### Set task A
The article on Jacob Smith has a section headed "The Jacob Smith File." List each point made in that section, one per line.
### Set task B
Summarize the article about bull rider Jacob Smith in two sentences.
### Set task C
Extend the article about bull rider Jacob Smith, starting after its final sentence.

### Text provided
◇ ◇ ◇ ◇ ◇

Platte Valley graduate Jacob Smith taking on next challenge as pro and collegiate bull rider |

Platte Valley graduate Jacob Smith taking on next challenge as pro and collegiate bull rider

Jacob Smith rides his bull in June at the opening night of the Greeley Stampede at Island Grove Regional Park in Greeley. Smith graduated from Platte Valley High School in 2014 and has been bullriding professionally for two years.
Tribune File Photo |

The Jacob Smith File

» Smith is a professional bull rider that also competes at the college level with the University of Wyoming.

» He graduated from Platte Valley High School in 2014 and was a standout football player and baseball player.

» He is the top college bull rider in the region and is fifth nationally.

» He recently won the Mountain States circuit in the Professional Rodeo Cowboy Association.

» At Platte Valley, he was a strong contributor to the Broncos 2013 Class 2A state championship team, rushing for 590 yards and nine touchdowns on 97 carries. He led the team in receiving with 36 catches for 390 and two touchdowns. He was second on the team in tackles with 139.

He did so with regularity during his time at Platte Valley High School in Kersey, Colo. — in the classroom, on the football field and within the baseball diamond.

The challenge he has taken on at the University of Wyoming is on a whole different level.

Smith, a 2014 Platte Valley graduate and current sophomore at Wyoming, is the top college bull rider in the region and is fifth nationally.

He’s also in his second year of owning a pro card, and he does plenty of traveling to pro rodeos during the summer.

He has designs on making a living as a bull rider once he graduates from college.

Sure beats a nice, cushy office job.

“I definitely want to spend my time after college rodeoing as hard as I can,” said Smith, who is also an accomplished student, studying petroleum engineering at UW. “As soon as (school) is done, I’m going to pursue that dream.”

Smith, 19, said he plans to take as sincere of a shot as possible at being a full-time bull rider after college.

◇ ◇ ◇ ◇ ◇

[Object outline annotations]
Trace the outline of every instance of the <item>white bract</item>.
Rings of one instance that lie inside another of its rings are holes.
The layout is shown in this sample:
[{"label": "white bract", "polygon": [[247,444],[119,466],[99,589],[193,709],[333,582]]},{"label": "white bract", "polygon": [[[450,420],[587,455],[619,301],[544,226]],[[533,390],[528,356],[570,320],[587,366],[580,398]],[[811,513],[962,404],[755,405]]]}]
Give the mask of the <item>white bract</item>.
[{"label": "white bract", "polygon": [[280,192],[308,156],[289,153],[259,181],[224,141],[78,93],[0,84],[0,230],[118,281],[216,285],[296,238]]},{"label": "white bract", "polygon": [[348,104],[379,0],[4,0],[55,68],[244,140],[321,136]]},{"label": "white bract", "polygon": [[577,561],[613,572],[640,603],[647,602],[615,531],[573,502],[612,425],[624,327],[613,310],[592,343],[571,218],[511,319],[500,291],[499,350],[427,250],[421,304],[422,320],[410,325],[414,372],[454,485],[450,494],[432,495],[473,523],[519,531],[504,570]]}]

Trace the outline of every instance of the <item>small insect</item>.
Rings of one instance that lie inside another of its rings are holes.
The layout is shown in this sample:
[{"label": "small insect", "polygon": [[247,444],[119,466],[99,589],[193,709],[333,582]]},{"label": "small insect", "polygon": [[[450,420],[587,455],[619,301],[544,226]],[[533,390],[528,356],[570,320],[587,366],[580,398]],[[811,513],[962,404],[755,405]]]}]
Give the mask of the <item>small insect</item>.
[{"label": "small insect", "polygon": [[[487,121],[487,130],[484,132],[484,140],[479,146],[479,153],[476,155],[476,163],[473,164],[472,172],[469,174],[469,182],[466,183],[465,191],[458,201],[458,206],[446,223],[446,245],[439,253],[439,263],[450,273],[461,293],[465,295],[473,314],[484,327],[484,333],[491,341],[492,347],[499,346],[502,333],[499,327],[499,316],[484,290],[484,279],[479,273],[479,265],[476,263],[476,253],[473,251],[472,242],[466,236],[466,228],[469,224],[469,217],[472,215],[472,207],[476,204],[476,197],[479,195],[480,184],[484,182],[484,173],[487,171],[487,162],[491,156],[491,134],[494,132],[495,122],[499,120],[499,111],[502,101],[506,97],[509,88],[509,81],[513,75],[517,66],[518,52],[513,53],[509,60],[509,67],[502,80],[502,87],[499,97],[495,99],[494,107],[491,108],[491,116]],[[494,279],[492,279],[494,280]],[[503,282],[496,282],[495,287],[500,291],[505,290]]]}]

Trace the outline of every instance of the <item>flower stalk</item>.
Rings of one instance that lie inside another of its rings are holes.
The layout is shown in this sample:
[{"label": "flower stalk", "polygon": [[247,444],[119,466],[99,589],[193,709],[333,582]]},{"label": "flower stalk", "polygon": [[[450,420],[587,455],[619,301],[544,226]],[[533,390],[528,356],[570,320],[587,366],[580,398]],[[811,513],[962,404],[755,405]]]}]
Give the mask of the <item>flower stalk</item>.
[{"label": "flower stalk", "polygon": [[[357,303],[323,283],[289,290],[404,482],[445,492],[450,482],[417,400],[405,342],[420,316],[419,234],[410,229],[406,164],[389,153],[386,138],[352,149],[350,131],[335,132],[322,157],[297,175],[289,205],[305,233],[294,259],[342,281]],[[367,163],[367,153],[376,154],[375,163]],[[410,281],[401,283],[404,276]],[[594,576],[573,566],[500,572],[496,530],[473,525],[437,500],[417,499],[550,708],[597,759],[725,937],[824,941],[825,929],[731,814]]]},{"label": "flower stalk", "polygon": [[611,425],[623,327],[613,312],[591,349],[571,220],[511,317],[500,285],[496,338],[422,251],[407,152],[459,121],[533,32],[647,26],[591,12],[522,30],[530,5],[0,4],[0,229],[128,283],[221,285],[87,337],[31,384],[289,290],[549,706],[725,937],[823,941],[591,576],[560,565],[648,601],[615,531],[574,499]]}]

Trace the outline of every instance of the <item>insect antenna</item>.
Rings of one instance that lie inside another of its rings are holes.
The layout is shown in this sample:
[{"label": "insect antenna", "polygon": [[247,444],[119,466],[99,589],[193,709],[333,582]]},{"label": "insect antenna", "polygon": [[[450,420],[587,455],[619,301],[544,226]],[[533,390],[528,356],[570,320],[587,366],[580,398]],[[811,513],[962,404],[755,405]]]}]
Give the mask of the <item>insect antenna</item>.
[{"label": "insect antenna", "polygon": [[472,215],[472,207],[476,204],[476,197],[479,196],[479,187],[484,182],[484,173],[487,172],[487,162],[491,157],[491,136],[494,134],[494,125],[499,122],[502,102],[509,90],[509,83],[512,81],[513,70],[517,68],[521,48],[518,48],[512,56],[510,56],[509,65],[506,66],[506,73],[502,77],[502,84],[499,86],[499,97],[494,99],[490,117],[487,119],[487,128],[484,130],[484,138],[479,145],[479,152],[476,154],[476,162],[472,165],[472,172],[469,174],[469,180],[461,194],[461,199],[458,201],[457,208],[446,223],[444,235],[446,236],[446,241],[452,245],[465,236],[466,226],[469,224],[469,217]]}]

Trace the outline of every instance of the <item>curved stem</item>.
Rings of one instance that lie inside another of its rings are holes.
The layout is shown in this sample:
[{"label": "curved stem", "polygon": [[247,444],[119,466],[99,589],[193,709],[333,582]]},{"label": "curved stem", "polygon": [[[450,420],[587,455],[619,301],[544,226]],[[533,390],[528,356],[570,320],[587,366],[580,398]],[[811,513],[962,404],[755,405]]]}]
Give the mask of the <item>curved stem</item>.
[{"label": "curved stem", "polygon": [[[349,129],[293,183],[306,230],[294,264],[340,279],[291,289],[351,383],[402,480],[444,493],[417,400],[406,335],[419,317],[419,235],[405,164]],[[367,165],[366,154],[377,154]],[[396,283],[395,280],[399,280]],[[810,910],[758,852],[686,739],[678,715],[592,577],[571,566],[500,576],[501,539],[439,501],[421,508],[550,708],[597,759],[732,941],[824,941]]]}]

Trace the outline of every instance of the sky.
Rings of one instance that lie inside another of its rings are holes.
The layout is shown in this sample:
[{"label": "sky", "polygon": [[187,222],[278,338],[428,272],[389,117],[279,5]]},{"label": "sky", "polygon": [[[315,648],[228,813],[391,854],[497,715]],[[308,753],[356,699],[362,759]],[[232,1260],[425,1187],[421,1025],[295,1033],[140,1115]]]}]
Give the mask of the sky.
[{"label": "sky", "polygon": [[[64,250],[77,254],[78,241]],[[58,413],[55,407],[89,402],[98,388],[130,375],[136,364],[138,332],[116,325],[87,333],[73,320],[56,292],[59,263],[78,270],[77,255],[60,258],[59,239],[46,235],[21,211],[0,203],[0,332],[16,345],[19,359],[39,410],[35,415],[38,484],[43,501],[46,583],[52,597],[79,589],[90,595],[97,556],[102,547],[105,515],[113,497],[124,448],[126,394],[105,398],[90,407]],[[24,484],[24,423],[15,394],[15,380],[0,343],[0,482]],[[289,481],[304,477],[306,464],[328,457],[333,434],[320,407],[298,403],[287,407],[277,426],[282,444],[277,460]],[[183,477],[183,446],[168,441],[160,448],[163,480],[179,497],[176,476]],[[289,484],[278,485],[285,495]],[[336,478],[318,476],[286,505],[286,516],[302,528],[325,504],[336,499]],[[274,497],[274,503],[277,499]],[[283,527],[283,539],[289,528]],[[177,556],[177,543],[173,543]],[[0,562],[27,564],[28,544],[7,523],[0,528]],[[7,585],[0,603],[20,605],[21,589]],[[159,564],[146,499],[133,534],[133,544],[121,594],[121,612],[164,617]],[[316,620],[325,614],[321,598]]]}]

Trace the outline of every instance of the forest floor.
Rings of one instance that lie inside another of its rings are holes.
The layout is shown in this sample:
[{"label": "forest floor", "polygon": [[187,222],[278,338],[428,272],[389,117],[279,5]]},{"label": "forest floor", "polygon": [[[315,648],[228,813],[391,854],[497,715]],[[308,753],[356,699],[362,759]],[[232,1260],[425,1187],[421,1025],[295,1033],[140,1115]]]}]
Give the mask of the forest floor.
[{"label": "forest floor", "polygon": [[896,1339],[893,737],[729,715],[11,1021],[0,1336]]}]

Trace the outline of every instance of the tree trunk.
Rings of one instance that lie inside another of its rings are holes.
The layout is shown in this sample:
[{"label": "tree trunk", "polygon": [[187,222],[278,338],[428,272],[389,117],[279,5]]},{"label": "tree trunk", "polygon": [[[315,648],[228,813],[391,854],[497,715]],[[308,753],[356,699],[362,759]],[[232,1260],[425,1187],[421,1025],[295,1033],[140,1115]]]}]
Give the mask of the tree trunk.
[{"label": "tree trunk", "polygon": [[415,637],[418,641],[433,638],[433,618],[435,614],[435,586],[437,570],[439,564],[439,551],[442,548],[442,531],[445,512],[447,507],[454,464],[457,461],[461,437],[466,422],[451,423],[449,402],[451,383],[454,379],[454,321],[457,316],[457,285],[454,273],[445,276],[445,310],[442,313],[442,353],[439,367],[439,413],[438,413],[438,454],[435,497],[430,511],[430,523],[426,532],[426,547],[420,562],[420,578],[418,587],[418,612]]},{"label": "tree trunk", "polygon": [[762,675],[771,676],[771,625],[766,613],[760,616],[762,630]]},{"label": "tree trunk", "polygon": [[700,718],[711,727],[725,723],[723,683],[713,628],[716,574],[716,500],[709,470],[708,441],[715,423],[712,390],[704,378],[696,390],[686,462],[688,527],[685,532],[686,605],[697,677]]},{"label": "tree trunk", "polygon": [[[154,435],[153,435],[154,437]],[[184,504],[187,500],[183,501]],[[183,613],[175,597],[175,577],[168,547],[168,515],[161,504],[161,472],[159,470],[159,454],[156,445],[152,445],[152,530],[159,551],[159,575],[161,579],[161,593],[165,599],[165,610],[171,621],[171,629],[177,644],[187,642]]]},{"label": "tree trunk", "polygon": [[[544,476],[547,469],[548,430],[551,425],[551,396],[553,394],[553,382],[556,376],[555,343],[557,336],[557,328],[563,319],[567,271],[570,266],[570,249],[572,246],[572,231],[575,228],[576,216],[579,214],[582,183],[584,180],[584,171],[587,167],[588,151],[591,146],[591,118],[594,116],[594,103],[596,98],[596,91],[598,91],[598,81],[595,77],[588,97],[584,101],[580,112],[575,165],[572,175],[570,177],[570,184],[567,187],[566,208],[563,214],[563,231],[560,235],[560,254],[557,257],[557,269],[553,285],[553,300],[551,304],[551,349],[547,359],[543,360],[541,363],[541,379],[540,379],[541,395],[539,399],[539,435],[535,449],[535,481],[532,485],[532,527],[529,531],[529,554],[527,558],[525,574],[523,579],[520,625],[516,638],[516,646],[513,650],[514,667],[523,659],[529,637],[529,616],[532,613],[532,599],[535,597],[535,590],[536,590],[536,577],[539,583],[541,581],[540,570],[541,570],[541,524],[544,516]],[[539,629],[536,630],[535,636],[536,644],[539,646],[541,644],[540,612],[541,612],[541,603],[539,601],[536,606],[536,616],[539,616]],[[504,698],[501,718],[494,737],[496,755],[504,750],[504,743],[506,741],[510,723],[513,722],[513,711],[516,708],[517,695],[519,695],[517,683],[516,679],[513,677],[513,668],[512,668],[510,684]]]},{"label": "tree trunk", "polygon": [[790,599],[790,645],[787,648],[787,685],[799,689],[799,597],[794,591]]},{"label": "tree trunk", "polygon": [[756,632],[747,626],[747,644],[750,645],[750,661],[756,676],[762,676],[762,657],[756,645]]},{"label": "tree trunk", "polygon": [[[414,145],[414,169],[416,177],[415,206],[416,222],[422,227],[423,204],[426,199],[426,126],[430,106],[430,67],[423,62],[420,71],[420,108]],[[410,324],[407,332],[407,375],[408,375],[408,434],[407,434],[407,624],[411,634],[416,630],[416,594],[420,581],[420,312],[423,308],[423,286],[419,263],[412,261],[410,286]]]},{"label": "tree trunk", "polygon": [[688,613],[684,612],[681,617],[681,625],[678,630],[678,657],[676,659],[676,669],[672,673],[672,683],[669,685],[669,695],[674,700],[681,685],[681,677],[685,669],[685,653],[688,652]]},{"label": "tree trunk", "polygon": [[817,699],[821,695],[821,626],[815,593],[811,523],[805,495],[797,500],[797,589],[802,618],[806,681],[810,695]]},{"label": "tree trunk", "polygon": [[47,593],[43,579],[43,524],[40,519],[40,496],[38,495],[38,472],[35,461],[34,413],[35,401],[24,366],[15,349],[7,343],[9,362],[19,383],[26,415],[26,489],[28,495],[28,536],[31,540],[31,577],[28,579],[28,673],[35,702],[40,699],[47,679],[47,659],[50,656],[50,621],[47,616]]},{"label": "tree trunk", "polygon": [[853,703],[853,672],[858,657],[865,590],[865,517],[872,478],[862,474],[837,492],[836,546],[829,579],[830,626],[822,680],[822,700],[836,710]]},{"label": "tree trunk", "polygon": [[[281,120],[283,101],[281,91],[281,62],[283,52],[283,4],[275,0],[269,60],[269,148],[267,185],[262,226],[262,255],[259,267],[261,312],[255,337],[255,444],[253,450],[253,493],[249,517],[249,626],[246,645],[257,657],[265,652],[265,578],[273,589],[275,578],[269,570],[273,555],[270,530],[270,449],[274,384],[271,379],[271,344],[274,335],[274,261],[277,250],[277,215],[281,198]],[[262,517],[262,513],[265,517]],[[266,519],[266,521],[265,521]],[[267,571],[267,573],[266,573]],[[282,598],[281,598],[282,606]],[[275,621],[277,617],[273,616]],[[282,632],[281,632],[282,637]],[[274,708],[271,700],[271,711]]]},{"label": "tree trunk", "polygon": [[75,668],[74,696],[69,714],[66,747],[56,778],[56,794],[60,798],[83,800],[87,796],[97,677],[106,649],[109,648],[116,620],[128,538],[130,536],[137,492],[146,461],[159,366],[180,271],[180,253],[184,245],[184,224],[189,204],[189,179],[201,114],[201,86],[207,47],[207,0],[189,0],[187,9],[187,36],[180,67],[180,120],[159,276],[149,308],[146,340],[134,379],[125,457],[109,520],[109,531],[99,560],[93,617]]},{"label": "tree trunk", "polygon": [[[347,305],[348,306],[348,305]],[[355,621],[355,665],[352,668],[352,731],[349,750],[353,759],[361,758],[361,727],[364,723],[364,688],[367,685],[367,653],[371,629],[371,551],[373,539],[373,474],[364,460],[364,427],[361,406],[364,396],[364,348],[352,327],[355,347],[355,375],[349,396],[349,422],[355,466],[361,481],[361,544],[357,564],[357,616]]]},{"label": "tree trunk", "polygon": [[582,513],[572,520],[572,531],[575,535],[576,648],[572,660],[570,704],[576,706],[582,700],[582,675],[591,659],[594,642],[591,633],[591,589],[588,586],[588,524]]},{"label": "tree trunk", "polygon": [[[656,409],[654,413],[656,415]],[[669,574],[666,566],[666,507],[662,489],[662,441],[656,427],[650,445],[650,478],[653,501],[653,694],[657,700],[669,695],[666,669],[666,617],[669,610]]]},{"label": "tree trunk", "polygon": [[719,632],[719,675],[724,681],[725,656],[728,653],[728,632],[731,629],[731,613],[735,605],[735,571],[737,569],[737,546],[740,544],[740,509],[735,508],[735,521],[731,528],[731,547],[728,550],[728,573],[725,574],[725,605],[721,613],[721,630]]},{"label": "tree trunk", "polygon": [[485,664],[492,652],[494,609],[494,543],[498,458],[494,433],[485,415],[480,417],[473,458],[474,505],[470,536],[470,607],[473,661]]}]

◇ ◇ ◇ ◇ ◇

### Response A
- Smith is a professional bull rider who also competes at the college level with the University of Wyoming.
- He graduated from Platte Valley High School in 2014 and was a standout football and baseball player.
- He is the top college bull rider in the region and fifth nationally.
- He recently won the Mountain States circuit in the Professional Rodeo Cowboy Association.
- At Platte Valley, he was a strong contributor to the Broncos' 2013 Class 2A state championship team. He rushed for 590 yards and nine touchdowns on 97 carries, led the team in receiving with 36 catches for 390 and two touchdowns, and was second on the team with 139 tackles.

### Response B
Jacob Smith, a 2014 Platte Valley graduate who starred in football and baseball, is now a sophomore at the University of Wyoming, where he is the top college bull rider in the region and fifth nationally. He is in his second year with a pro card, studies petroleum engineering, and plans to pursue bull riding full time after college.

### Response C
Once his rodeo career is wrapped up, however, he’ll be able to fall back on his engineering degree.

“Once I’m crippled … you can’t ride bulls forever,” Smith said, jokingly.

Smith’s team at UW is in the hunt to make it to the College National Finals Rodeo in Casper, Wyo., this June, and Smith is a big reason why.

Because of his busy school schedule, Smith competes in about one rodeo, usually in-state, per weekend. That pace will pick up significantly this summer.

Smith’s pro career is budding. He recently won the Mountain States circuit in the Professional Rodeo Cowboy Association.

“I think it is pretty cool,” Smith said of his recent success. “I just want to build on it and definitely keep going further.”

Though his rodeo career is nowhere near as hectic during the school year as it is during the summer, Smith said juggling his college rodeo schedule with schoolwork is a hefty task in itself.

“You lose the weekend (to compete in rodeos) when there is so much of that open time for studying and getting homework done, finishing your week and then starting your next week — It definitely makes it hard to do that,” Smith said. “So, you have to stay on top of things during the week and make sure you know where you stand in your classes.”

Smith’s rodeo career had rather modest beginnings, as most rodeo careers do.

“We thought it would be cute to put him on the sheep at the Stampede,” Jacob’s mother Teri said with a laugh. “So, that’s kind of when it started.”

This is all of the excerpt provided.